▶ _PROBLEMS TO WORK ON_:
1. In the sermon page below on John 16:16-22, who is listed as preaching?
2. Using the sermon page below on John 16:16-22, mark each statement yes or no, and quote the words of the text that decide it. (a) The sermon is dated January 17, 2010. (b) The disciples tell one another that they understand what Jesus means by "a little while." (c) Jesus says the world will weep and lament.
3. Pick up the sermon page below on John 16:16-22 where it stops, and write the next part.

▶ _DOCUMENT EXTRACT_:
Sunday, January 17, 2010

Just for a season...

“A Little While”

(John 16:16-22, Preaching: Pastor Stephen Magee, January 17, 2010)

John 16:16-22 16 "A little while, and you will see me no longer; and again a little while, and you will see me." 17 So some of his disciples said to one another, "What is this that he says to us, 'A little while, and you will not see me, and again a little while, and you will see me'; and, 'because I am going to the Father'?" 18 So they were saying, "What does he mean by 'a little while'? We do not know what he is talking about." 19 Jesus knew that they wanted to ask him, so he said to them, "Is this what you are asking yourselves, what I meant by saying, 'A little while and you will not see me, and again a little while and you will see me'? 20 Truly, truly, I say to you, you will weep and lament, but the world will rejoice. You will be sorrowful, but your sorrow will turn into joy. 21 When a woman is giving birth, she has sorrow because her hour has come, but when she has delivered the baby, she no longer remembers the anguish, for joy that a human being has been born into the world. 22 So also you have sorrow now, but I will see you again and your hearts will rejoice, and no one will take your joy from you.

▶ _SUPPLIED INFORMATION_:

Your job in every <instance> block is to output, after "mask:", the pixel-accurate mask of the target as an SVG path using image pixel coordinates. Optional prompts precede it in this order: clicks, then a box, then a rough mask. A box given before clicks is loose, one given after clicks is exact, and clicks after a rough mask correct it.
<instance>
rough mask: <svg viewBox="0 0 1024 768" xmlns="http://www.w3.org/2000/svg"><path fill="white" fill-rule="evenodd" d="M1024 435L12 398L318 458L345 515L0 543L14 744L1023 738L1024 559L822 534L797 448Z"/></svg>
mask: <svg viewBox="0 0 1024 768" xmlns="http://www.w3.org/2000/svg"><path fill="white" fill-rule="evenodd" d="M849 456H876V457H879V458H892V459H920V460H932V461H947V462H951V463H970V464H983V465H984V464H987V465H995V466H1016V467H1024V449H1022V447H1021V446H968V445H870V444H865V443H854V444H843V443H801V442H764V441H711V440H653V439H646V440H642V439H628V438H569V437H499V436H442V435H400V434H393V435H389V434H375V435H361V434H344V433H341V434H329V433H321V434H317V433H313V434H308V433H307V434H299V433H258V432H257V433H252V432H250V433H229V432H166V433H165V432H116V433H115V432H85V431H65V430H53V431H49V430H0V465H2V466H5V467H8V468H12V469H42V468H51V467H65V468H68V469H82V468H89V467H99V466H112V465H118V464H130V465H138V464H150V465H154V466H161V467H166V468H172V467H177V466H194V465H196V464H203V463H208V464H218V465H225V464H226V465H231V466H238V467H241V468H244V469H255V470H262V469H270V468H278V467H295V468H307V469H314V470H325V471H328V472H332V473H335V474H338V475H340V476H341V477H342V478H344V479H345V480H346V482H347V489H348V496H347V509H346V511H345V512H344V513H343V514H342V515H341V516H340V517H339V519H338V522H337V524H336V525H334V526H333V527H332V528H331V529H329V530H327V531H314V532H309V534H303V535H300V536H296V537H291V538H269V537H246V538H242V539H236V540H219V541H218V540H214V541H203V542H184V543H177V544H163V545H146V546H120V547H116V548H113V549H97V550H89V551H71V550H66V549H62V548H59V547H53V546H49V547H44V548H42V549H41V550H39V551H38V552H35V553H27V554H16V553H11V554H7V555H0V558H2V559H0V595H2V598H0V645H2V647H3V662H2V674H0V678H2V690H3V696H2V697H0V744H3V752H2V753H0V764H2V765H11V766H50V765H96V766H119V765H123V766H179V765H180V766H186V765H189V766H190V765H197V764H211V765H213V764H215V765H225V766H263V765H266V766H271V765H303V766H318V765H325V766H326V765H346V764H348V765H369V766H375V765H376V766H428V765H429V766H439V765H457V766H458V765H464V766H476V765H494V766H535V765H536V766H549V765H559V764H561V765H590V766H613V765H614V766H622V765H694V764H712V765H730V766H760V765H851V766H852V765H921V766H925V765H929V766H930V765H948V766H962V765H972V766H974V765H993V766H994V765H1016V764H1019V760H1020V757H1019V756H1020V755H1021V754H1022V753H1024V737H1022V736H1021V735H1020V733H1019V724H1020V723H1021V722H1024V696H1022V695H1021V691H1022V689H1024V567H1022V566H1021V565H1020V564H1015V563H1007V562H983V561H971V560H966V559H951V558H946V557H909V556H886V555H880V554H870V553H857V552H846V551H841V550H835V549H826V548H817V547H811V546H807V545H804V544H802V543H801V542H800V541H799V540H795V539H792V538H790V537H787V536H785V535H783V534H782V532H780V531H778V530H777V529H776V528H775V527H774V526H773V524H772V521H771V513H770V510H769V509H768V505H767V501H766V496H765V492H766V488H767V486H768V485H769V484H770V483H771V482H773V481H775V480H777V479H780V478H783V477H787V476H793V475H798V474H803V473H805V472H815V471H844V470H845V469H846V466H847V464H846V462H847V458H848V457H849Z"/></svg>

▶ _RESPONSES TO THE TASKS_:
1. Pastor Stephen Magee.

2.
(a) Yes: "Preaching: Pastor Stephen Magee, January 17, 2010"
(b) No: "We do not know what he is talking about."
(c) No: "you will weep and lament, but the world will rejoice."

3.
Q: What does Jesus assure His disciples concerning His resurrection?

A: “Your hearts will rejoice.” (John 16:22)


We do not know what He is talking about (16-19)

Jesus has been warning His disciples that He is going to the Father, and that they will face persecution. Those two facts will shape the rest of their lives. Some of these men will live for many more years. During almost all the rest of their days, Jesus will be at the right hand of the Father in the highest heavens. Also, during almost all their remaining days, they will have people in their lives who will be deeply critical of them, of their Master, and of the message that He gave them to preach. This much the Lord has already revealed to His disciples, and though He has not told any of them how long they will live, or exactly when He will return, we understand that He is preparing them for the long haul, for the many years they may have remaining on this earth.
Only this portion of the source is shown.